| WHAT THE TASK REQUIRES |
Reproduce every line of the data below verbatim, leaving each one unaltered.

| MATERIALS PROVIDED |
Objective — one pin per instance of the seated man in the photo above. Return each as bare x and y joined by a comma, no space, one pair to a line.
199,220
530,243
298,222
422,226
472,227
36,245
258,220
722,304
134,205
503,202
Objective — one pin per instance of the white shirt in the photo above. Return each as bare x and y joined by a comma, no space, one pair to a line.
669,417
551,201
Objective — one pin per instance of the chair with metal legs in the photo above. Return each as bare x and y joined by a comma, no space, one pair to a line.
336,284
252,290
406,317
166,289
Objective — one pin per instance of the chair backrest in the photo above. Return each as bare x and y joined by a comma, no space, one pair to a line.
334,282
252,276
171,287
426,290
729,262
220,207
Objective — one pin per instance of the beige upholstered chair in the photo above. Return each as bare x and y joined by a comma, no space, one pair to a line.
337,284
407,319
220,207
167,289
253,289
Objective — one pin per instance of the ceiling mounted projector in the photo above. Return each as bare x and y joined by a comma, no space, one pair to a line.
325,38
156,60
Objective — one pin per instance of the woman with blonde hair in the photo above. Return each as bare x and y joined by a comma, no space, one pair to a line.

| EXERCISE RESULT |
Objective — one pin per instance of the seated man in the photo above. Return each as bare x and y joined by a comma, no space, one pair to a line.
199,220
530,243
298,222
422,226
472,227
36,245
258,220
722,304
134,205
503,202
Objective — one pin per instance of the white shirt in the photo above. Return each as bare x and y joined by a comma, no space, one pair to a line.
669,417
551,201
Objective — one pin per instance of the chair with metal legs in the photo above. Return each as bare x and y joined by a comma, no space, one pair to a line.
336,284
252,290
406,317
166,289
Objective — one pin per instance of the chair backrest in the photo above. Return each as bare x and y joined by a comma, no space, one pair to a line.
334,282
252,276
171,287
426,290
729,262
220,207
Objective — one pin per instance of the beige upholstered chair in the photo above. Return each as bare x and y joined by a comma, no space, one pair to a line.
337,284
407,319
220,207
167,289
253,289
Objective — one pin per instance of the ceiling mounted projector in the photo above. Return each as bare x and y joined by a comma, no space, one pair to a line.
325,38
156,60
Objective — one pin per instance of the woman with blonde hair in the photo above. Return each as bare x and y joined by a comma, no space, one pair to a line.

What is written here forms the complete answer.